• Directive
Copy the lines of the listing word for word, starting with the line that contains "Outline each green front" and going on through the line that contains "400,249,640,380".

___

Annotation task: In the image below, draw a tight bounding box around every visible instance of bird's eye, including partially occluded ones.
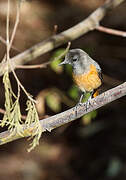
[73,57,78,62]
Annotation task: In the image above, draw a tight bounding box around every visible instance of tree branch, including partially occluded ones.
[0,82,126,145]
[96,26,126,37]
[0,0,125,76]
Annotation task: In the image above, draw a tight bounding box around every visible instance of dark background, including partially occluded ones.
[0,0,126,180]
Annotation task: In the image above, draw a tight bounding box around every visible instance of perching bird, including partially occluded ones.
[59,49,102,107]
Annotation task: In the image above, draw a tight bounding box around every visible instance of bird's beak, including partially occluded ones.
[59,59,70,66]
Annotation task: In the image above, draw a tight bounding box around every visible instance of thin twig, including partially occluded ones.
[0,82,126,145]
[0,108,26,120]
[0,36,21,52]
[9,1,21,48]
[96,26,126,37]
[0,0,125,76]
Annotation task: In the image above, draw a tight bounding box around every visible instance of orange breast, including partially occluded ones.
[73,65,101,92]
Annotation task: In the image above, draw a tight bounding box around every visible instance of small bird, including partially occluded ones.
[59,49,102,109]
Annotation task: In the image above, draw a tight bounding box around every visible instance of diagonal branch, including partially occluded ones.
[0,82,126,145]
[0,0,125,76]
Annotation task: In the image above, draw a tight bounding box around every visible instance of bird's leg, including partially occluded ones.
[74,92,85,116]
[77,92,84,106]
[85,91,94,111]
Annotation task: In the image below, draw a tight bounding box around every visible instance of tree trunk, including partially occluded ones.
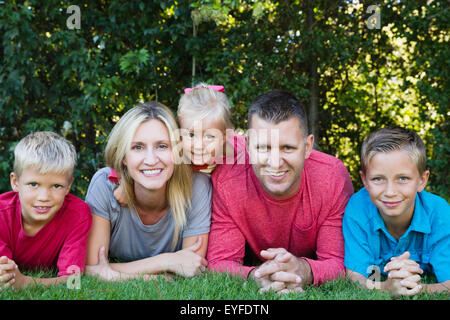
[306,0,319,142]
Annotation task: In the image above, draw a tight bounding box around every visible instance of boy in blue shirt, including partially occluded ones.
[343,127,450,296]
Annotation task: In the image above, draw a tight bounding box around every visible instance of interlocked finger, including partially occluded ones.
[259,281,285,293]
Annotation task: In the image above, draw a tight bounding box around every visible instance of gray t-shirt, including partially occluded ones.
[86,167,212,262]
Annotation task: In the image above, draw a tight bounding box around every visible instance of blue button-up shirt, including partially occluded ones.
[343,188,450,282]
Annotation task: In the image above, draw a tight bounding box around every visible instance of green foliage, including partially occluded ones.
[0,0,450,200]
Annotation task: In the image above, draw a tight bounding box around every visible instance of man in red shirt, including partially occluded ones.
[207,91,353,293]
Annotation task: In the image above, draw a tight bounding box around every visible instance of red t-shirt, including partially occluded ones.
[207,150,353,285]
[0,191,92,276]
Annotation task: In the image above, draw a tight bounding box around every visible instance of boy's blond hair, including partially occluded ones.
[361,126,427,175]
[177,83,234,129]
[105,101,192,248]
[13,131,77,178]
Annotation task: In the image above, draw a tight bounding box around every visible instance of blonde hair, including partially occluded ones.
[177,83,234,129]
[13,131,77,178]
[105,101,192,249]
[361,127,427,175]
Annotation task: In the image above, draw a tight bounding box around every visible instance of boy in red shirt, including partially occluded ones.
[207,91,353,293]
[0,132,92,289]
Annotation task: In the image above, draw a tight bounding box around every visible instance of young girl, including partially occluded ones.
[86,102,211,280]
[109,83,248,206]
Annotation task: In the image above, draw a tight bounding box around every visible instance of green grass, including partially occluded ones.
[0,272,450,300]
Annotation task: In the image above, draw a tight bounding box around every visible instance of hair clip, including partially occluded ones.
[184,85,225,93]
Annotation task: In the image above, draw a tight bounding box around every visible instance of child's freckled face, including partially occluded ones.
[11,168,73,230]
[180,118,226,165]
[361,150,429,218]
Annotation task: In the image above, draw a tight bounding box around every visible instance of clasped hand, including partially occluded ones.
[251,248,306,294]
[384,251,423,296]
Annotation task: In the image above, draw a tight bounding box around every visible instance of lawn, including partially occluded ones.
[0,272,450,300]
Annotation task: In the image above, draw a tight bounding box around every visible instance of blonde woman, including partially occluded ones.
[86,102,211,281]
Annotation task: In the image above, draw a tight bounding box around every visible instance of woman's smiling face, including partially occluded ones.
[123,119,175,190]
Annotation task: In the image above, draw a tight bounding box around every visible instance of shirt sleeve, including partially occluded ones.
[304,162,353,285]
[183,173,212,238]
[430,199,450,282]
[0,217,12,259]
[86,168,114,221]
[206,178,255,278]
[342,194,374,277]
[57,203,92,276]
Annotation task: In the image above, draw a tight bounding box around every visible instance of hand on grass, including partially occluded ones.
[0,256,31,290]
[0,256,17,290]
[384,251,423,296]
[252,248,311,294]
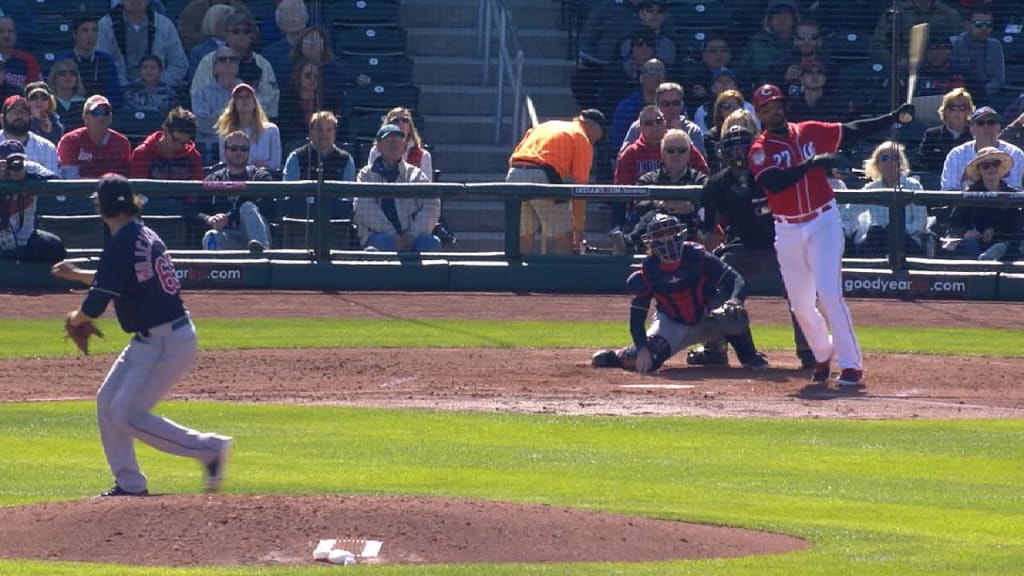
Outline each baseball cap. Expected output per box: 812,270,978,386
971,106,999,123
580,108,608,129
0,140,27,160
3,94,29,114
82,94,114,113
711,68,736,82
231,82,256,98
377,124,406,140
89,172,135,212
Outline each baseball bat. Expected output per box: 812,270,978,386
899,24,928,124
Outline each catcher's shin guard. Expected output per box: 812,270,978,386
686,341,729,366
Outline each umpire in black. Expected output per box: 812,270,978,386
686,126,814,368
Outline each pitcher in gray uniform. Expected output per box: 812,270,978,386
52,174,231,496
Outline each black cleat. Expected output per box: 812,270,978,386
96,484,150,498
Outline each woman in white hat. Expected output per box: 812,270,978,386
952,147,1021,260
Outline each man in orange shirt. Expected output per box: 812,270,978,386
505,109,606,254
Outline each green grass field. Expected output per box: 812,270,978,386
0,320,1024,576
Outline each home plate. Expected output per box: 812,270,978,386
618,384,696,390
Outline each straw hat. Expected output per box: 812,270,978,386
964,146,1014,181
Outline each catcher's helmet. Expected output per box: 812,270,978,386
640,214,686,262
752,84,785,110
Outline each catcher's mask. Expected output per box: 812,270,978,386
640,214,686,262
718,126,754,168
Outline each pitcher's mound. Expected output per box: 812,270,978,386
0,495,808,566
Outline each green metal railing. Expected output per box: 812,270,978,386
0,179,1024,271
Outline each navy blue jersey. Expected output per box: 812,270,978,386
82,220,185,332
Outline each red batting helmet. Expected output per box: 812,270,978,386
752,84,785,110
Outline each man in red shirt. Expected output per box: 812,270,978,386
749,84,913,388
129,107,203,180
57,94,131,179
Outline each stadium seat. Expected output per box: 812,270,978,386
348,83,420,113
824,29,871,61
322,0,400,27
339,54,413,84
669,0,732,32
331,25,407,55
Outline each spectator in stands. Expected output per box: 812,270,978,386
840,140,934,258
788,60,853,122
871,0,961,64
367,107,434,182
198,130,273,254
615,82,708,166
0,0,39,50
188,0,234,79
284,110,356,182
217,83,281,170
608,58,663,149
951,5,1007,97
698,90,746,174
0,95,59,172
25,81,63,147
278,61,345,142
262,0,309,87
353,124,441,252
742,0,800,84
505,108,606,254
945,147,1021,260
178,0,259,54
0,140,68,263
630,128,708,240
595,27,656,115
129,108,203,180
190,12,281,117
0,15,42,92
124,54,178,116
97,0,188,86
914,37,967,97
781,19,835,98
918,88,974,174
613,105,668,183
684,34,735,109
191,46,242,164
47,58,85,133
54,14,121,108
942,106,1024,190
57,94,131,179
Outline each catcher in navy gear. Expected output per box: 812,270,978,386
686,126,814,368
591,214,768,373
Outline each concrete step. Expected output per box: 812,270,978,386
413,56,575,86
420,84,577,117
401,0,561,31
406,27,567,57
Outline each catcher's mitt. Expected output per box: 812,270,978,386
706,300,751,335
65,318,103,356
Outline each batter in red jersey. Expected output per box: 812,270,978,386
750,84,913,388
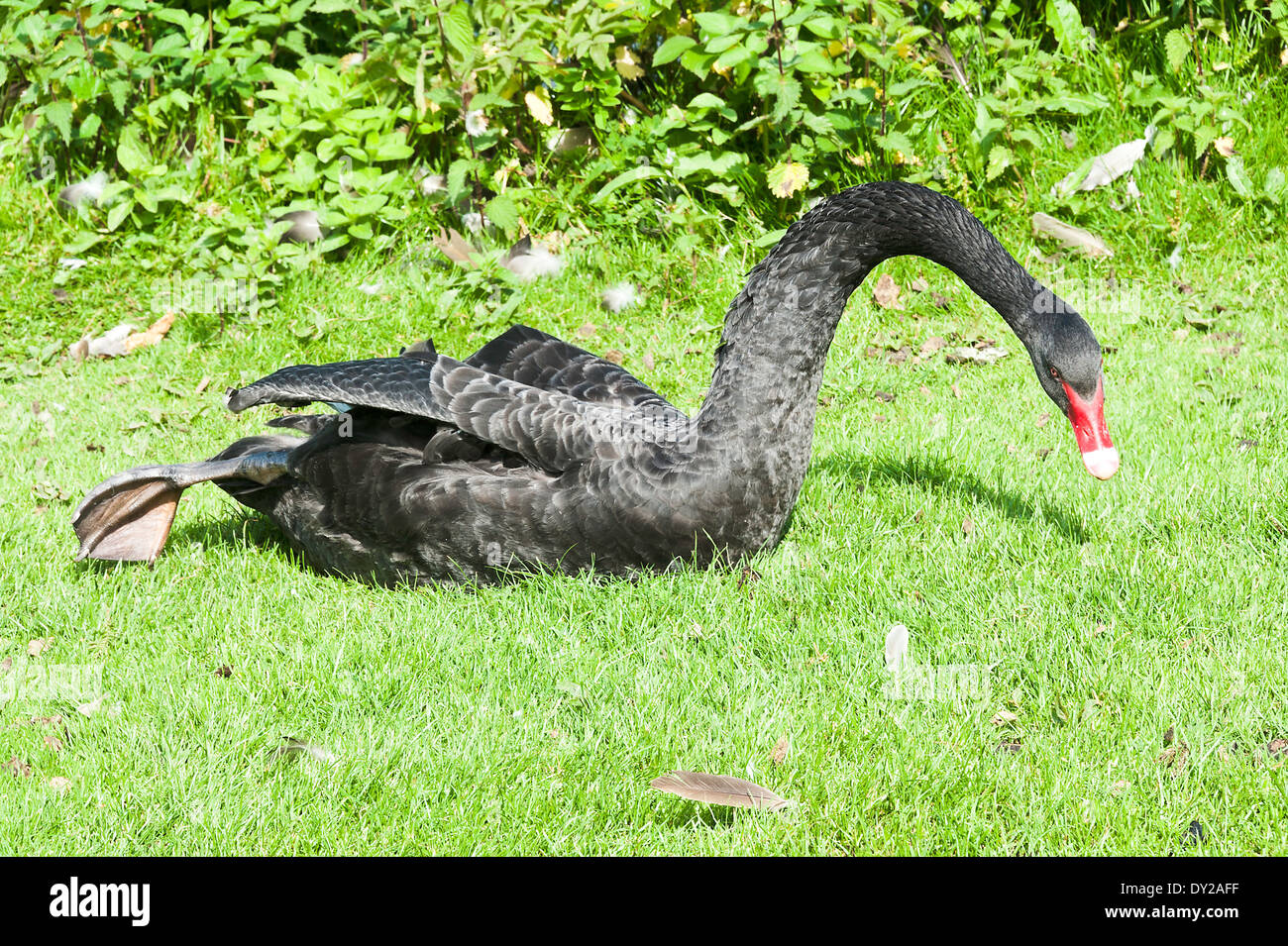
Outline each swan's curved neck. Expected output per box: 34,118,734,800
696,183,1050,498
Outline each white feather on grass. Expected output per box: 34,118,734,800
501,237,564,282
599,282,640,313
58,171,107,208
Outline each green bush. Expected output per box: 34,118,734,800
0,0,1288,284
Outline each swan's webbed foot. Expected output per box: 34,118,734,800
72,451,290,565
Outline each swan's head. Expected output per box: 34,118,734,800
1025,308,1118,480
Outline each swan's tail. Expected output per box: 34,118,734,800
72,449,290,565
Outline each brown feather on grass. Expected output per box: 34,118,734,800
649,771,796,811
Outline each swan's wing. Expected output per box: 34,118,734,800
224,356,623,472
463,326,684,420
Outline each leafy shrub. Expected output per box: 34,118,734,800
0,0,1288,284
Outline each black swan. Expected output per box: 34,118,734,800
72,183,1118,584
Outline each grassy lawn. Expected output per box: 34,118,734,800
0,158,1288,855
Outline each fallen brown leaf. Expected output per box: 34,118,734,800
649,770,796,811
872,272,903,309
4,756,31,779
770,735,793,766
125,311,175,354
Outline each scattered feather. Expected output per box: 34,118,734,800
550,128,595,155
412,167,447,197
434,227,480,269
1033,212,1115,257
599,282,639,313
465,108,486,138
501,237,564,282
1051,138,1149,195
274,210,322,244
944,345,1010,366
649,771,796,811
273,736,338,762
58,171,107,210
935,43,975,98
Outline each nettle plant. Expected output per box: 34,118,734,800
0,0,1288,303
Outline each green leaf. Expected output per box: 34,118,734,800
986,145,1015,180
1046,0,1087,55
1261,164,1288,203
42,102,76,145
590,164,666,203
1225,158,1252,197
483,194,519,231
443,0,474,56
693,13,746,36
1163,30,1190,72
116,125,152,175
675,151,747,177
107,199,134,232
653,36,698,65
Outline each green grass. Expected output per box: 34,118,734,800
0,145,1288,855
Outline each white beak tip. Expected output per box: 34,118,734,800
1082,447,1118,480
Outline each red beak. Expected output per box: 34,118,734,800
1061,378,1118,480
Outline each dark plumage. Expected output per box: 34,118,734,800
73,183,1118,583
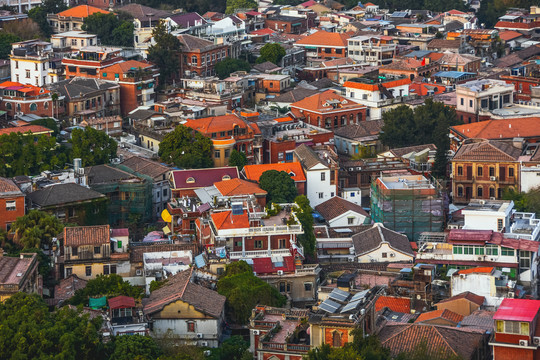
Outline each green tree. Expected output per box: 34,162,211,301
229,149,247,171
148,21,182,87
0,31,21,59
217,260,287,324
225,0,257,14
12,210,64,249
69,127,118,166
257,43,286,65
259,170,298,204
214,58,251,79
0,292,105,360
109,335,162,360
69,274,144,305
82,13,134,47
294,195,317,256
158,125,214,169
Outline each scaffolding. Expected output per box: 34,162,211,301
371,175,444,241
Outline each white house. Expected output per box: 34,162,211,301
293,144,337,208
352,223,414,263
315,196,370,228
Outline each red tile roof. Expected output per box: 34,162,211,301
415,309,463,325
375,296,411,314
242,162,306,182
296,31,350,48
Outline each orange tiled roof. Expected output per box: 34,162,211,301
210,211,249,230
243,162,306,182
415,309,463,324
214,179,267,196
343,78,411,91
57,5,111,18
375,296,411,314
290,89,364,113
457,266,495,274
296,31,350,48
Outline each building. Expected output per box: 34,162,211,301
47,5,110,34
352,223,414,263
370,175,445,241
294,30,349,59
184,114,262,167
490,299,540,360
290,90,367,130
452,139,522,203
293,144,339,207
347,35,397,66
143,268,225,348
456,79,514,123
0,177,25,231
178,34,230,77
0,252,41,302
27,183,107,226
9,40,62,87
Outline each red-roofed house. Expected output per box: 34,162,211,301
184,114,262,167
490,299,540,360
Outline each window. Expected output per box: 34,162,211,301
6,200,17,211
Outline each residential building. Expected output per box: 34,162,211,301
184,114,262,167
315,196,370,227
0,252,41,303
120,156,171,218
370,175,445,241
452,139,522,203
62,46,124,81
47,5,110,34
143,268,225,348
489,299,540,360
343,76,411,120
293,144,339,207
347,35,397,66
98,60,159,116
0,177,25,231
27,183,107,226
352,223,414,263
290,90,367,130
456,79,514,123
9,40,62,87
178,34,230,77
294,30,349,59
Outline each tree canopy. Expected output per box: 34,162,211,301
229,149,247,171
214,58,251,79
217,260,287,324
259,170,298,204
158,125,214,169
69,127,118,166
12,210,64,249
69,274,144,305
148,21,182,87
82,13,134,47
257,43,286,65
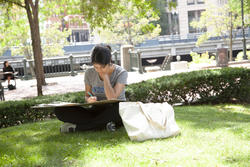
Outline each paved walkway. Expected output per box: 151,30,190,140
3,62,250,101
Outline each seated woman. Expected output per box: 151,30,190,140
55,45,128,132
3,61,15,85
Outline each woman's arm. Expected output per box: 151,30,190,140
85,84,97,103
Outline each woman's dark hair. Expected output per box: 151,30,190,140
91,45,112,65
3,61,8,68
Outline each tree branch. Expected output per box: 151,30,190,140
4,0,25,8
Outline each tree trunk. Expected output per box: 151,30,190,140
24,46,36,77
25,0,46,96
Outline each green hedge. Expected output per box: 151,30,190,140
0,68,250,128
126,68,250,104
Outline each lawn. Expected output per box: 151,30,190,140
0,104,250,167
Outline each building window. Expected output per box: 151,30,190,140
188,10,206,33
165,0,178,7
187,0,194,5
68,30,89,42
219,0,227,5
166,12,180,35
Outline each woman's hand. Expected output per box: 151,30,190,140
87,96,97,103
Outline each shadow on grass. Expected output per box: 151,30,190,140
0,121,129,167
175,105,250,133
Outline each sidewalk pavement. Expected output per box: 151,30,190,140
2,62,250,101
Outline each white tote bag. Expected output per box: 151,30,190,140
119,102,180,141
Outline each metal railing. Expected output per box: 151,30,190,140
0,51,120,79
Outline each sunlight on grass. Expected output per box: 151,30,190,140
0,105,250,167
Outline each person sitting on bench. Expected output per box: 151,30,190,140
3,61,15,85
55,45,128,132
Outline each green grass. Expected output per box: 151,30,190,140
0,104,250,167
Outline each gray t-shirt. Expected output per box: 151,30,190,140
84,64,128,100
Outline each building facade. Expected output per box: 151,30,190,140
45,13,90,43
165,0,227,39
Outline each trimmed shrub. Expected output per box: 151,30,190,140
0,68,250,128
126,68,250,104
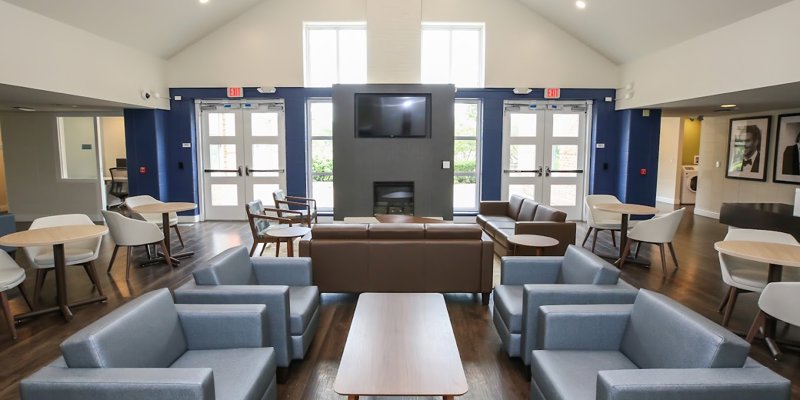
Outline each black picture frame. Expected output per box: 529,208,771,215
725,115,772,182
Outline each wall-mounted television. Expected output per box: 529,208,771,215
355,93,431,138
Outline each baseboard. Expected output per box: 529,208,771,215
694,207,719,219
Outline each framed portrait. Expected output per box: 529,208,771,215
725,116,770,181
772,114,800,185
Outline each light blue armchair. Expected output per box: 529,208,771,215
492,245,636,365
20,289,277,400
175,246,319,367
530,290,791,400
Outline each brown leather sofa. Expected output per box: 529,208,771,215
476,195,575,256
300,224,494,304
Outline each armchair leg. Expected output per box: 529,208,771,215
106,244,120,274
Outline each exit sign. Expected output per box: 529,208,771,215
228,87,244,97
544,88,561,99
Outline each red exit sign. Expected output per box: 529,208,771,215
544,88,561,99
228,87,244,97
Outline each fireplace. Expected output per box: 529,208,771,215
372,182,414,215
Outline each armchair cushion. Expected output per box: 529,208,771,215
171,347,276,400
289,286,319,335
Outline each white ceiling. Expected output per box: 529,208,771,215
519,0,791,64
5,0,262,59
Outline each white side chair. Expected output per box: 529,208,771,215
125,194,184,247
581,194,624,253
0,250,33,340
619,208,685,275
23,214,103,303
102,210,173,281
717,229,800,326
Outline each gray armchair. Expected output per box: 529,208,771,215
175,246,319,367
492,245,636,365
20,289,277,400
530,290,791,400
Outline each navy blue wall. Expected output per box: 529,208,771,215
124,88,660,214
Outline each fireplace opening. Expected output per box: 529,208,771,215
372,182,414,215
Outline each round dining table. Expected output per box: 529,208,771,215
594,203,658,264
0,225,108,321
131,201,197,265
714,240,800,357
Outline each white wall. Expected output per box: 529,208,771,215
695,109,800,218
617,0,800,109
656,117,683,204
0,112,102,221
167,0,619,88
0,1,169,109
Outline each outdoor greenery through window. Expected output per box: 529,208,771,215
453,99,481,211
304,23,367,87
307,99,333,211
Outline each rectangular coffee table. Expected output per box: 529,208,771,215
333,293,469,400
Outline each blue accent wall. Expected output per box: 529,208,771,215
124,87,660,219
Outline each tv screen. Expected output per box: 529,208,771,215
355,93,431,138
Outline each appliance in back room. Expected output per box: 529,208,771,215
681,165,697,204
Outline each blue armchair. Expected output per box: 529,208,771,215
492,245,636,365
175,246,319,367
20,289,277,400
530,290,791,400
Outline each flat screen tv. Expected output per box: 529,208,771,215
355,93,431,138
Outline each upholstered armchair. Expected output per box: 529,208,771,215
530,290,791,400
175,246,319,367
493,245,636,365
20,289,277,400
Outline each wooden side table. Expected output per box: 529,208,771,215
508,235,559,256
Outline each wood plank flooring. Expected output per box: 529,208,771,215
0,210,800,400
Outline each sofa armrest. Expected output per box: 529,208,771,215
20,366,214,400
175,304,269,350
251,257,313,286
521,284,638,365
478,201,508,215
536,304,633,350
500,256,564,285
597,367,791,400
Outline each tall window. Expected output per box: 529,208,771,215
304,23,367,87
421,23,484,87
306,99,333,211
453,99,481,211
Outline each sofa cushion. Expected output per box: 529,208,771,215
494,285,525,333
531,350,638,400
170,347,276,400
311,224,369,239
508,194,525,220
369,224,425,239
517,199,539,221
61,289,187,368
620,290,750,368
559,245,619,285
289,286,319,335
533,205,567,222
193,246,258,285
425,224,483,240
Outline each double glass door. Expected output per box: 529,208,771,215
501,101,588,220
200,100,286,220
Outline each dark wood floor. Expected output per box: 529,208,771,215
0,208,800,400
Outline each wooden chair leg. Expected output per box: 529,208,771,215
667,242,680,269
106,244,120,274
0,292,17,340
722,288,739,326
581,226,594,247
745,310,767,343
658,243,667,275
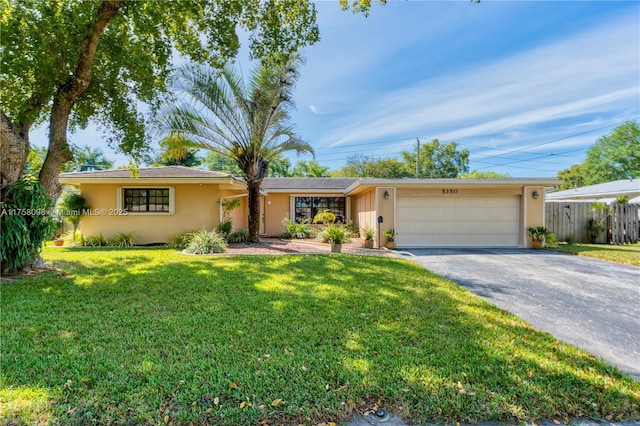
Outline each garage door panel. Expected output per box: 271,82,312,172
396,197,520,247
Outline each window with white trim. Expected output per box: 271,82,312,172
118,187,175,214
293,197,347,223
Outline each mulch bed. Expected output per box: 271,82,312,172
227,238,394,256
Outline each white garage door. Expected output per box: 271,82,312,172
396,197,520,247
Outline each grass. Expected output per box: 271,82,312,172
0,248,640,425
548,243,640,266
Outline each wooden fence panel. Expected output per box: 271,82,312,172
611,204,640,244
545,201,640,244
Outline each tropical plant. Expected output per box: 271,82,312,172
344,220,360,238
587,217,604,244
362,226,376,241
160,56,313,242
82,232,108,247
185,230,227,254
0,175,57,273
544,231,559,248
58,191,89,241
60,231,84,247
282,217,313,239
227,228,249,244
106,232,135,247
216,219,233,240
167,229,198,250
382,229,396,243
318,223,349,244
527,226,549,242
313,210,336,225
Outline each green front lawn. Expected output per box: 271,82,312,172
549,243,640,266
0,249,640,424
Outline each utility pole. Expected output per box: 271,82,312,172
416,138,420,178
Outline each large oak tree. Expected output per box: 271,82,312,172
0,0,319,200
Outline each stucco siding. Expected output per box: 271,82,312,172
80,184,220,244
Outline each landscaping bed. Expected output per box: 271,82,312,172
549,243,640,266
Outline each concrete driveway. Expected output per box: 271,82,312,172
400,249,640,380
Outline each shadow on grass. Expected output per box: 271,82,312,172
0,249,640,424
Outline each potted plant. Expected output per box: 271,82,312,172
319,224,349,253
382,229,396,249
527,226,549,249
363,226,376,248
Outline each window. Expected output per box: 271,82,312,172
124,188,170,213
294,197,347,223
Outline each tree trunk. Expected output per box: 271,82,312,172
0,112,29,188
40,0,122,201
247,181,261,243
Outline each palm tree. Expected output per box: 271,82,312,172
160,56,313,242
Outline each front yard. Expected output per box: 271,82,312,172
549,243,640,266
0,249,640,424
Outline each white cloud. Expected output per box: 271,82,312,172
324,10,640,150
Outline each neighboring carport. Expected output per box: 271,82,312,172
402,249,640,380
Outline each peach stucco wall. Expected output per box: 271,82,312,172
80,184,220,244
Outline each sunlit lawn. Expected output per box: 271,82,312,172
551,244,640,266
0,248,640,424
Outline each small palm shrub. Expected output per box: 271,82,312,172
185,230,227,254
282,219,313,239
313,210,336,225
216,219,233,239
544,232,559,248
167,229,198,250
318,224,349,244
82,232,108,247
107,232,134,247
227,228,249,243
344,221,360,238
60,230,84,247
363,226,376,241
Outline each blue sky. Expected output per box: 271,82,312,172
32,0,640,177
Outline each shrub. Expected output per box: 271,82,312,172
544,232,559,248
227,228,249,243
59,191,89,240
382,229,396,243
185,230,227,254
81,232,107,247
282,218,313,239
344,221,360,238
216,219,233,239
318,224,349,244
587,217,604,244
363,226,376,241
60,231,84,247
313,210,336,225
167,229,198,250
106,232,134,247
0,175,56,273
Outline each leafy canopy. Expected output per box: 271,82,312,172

___

• Exercise answer
Outline each green front lawn. Expected output per box: 271,82,312,172
549,243,640,266
0,249,640,424
Outline each utility pole. Expected output per box: 271,82,312,172
416,138,420,178
Outline each large oak tree. Expected output per box: 271,82,312,172
0,0,319,200
Outline each stucco siding. Expected output per box: 271,82,312,172
80,184,220,244
Outline each landscaping bed. Expected output per box: 271,82,312,172
549,243,640,266
Outline each concrete driveway. Expected output per box: 271,82,312,172
400,249,640,380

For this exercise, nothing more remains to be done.